Archive for parshat Shemot

Our freedom is very important

This article was constructed with the help of either writings, lectures or shiurim of Rabbi’s  Noach Isaac Oelbaum, Baruch Dopelt, Yossi Bilus,Yissachar Frand, Yaakov Menken  Dr. Abba Goldman.

Freedom is beloved!! Freedom is exhilarating!! Freedom is reassuring!!  Freedom is what this great big country is based on. Freedom is the Democratic philosophy in which Israel is so strategically beloved in Middle East region by the United States. That’s the conman thread between Israel and countries practicing democracy. 
In today’s world, we are rightfully very preoccupied with obtaining our rights and freedoms. We want to be free to pursue our priorities, live according to our convictions, and pursue what makes us happy. We don’t want anyone limiting us or imposing on us his concept of how we should live. These are our entitlements as human beings, and no one should have the right to take them from us. We have rights. This is the first thing we learn in grade school.

* * * * *

SET TASKS –
1: Answer these questions about the article on freedom:
(a) Which parshat is the archive named for?
(b) Which rabbi is named first among those whose work helped build the article?
(c) According to the article, what is the first thing we learn in grade school?
2: Render this sentence from the article on freedom in Spanish: "We don’t want anyone limiting us or imposing on us his concept of how we should live."
3: Carry the article on freedom forward from its final sentence.

Source records
* * * * *

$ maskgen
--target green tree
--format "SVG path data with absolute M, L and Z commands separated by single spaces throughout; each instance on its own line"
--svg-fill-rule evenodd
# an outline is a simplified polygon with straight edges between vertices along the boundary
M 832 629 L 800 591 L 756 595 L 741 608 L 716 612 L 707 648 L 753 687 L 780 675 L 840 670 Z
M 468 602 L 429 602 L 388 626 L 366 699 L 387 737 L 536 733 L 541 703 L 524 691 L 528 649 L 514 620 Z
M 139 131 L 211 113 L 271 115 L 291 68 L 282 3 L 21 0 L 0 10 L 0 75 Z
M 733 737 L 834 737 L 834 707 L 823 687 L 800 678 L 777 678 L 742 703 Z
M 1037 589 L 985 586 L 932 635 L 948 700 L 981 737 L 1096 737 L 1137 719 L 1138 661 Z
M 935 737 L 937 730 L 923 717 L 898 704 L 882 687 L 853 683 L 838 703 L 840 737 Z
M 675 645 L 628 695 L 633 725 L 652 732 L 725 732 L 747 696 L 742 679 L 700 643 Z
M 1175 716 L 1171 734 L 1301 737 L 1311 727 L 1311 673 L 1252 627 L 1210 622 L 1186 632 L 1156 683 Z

* * * * *

SET OF ANSWERS –
1:
(a) Shemot
(b) Noach Isaac Oelbaum
(c) That we have rights.

2: No queremos que nadie nos limite ni nos imponga su concepto de cómo debemos vivir.

3:
 Unfortunately when our rights as humans are violated it can change how these victims perceive the world and act toward each other. We learn a very important lesson from this week’s parsha. When Moshe wanted to plant the seeds of freedom, the Israelites did not even pay attention to Moshe’s second speech of “I’m taking you out” because of “KOTZER RUACH’ – shortness of spirit. Dr. Abba Goldman – Psychologist at Yeshiva Chaffetz Chaim explains their reaction is the result of the effects of slavery. Pharaoh carefully designed a full proof system to reassure them to always be subordinate. Always be afraid and never answer back.  He implanted the roots of a slave mentality. “What is the “slave mentality”?
One aspect of “slave mentality” is to be afraid of the people on top.
“Does the government fear us? Or do we fear the government? When the people fear the government, tyranny(Arbitrary or unrestrained exercise of power; despotic abuse of authority)
 has found victory. The federal government is our servant, not our master!”
Fearing authority is the direct result of being persecuted by governments. Egypt was the prototype of such authority. Today, any migration from an oppressed government proves those people being fearful of authority as opposed to people who grew up in democracy where people are not afraid to voice their opinion.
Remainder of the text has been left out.